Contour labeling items
— Start —
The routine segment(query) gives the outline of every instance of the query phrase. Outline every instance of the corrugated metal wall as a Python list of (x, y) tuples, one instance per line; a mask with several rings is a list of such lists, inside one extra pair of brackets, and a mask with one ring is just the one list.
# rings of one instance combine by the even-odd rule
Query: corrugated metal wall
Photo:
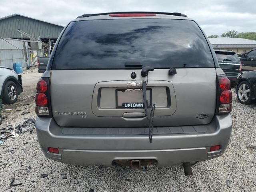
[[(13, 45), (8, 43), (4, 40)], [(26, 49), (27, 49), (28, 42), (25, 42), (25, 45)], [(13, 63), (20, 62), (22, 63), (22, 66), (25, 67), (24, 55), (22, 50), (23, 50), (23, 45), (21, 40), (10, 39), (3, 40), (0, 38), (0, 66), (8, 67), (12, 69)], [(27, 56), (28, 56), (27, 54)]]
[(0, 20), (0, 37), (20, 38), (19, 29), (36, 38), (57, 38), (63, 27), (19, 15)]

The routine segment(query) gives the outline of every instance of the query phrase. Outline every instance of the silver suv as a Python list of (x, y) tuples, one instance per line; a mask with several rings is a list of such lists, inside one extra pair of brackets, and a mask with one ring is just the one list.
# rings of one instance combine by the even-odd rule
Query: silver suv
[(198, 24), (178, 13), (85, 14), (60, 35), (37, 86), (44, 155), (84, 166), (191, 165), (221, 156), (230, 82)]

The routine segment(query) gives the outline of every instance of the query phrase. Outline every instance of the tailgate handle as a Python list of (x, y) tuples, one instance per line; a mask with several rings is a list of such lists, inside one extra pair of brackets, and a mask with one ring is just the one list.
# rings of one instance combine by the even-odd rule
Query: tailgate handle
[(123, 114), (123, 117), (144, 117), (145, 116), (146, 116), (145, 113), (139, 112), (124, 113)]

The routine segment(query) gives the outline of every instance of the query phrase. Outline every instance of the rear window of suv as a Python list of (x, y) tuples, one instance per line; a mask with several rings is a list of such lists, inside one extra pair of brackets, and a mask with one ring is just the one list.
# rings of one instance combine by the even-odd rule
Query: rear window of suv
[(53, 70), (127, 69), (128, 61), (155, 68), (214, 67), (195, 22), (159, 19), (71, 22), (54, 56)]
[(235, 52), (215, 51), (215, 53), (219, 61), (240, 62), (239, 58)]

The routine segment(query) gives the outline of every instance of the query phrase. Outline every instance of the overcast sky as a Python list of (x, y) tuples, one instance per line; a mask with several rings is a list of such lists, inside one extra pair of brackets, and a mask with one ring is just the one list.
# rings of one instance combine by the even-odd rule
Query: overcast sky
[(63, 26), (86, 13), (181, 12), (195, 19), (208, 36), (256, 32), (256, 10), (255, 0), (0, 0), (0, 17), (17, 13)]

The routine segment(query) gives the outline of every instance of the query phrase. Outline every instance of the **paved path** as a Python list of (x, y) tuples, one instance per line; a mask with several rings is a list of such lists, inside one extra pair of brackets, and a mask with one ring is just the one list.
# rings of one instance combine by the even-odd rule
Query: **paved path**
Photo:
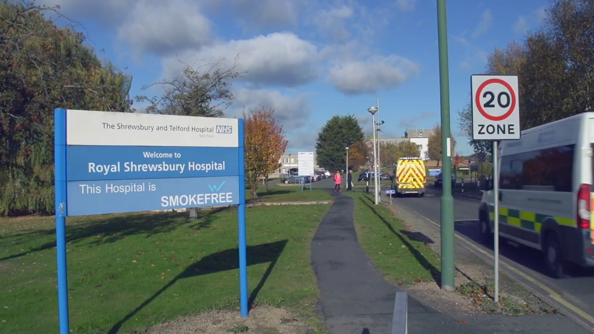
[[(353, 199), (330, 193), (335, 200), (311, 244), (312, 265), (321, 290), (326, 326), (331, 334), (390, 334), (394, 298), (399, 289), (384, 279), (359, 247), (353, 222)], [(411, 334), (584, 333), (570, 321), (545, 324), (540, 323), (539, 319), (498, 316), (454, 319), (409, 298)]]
— End —
— Start —
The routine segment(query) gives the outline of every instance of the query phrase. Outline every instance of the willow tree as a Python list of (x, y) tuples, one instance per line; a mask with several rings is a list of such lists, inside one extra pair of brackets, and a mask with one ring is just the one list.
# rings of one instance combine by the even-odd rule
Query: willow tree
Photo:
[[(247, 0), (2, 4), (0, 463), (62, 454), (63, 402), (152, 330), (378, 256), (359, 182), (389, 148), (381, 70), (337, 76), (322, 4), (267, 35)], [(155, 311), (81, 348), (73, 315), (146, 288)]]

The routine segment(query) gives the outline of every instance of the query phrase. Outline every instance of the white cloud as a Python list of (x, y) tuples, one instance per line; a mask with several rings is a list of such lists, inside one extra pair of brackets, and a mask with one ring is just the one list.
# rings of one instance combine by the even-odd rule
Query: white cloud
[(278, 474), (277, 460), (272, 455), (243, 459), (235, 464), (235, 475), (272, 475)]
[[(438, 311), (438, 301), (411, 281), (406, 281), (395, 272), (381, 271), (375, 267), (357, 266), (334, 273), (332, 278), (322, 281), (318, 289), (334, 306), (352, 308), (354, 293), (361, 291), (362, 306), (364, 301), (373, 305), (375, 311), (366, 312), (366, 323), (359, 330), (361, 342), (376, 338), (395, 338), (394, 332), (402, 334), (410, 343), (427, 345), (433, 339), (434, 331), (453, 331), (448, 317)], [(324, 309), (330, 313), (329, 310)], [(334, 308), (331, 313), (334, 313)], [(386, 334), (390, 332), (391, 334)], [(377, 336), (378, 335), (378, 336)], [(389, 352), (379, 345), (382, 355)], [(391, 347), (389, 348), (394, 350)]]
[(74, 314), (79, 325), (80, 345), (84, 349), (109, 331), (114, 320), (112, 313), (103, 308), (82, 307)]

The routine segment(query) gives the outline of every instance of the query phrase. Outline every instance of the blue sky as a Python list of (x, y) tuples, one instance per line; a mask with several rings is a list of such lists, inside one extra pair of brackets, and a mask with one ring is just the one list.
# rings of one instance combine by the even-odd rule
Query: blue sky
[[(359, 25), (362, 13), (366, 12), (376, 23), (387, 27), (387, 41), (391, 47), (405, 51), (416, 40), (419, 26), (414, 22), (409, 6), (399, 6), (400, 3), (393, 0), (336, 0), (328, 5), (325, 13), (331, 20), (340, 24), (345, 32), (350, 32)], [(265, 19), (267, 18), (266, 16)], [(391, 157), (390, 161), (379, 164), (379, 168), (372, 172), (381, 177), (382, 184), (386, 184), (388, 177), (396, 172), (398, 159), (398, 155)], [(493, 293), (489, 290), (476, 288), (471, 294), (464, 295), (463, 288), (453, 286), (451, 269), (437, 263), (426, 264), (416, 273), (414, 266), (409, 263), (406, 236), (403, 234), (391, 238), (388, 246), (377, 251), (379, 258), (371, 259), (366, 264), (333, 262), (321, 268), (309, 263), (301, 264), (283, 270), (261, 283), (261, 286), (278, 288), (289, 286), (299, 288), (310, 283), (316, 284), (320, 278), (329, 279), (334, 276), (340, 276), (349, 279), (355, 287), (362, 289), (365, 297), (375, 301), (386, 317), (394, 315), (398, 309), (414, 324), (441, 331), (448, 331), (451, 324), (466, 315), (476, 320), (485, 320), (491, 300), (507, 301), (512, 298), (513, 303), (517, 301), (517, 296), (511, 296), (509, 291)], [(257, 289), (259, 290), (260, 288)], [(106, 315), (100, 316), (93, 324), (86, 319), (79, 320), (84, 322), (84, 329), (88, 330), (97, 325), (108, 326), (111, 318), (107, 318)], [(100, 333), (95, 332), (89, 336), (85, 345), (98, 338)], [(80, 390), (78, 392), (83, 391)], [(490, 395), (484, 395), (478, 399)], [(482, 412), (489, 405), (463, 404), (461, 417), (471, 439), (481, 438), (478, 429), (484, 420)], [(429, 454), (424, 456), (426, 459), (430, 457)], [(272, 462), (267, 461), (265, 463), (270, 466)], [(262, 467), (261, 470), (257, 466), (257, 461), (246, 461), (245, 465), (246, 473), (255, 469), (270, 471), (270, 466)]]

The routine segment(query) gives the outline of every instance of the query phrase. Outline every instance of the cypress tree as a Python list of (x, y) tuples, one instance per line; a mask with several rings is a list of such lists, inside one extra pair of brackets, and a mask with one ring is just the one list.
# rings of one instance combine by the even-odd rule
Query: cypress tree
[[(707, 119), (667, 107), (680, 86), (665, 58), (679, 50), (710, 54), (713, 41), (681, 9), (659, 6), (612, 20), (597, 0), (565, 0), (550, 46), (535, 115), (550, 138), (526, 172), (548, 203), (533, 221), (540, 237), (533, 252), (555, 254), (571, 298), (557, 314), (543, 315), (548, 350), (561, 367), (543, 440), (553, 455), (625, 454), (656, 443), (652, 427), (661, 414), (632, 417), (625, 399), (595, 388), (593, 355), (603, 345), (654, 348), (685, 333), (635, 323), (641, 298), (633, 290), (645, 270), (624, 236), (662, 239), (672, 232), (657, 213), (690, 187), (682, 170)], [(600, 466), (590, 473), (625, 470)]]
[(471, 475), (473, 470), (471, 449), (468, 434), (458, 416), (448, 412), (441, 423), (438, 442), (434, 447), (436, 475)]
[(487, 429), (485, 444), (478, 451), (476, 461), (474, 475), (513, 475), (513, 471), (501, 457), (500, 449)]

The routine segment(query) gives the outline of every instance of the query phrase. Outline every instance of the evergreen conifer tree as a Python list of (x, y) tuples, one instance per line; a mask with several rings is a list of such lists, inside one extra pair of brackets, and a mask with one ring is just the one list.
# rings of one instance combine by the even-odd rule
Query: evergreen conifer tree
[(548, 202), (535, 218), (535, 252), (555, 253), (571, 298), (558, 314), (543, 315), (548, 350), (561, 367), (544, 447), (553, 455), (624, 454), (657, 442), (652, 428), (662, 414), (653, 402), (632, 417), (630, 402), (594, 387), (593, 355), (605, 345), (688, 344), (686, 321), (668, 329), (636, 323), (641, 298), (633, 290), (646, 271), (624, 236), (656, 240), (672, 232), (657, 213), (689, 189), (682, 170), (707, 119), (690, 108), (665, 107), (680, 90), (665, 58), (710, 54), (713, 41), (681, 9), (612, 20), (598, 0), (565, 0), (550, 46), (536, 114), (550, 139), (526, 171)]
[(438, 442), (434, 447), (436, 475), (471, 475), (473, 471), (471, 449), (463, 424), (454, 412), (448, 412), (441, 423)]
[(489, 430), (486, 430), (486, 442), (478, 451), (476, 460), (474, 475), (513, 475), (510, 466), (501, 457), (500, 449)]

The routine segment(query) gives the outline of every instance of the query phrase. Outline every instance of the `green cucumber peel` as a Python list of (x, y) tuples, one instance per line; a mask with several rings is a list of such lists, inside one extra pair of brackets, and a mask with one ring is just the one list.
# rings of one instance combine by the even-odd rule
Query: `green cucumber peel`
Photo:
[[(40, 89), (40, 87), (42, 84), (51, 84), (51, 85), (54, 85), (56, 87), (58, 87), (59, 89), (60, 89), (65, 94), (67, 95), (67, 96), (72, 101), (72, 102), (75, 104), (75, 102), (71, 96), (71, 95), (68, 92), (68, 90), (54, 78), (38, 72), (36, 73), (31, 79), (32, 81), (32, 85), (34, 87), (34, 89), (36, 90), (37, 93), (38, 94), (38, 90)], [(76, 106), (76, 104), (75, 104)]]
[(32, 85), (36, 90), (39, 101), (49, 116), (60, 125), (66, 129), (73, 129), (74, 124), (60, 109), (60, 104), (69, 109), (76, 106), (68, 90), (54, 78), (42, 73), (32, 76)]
— End —
Goal: Copy the stretch of data from the line containing "of the overcast" through the line containing "Query: overcast sky", word for word, with both of those lines included.

Exercise output:
The routine segment(query) gives the outline of every instance of the query phrase. Outline every instance of the overcast sky as a Python list of (x, y) tuples, one instance per line; a mask with several rings is a list of such lists, inside one extra pair of brackets, and a mask with one ring is just the one list.
# rings of one instance combine by the even-odd rule
Query: overcast sky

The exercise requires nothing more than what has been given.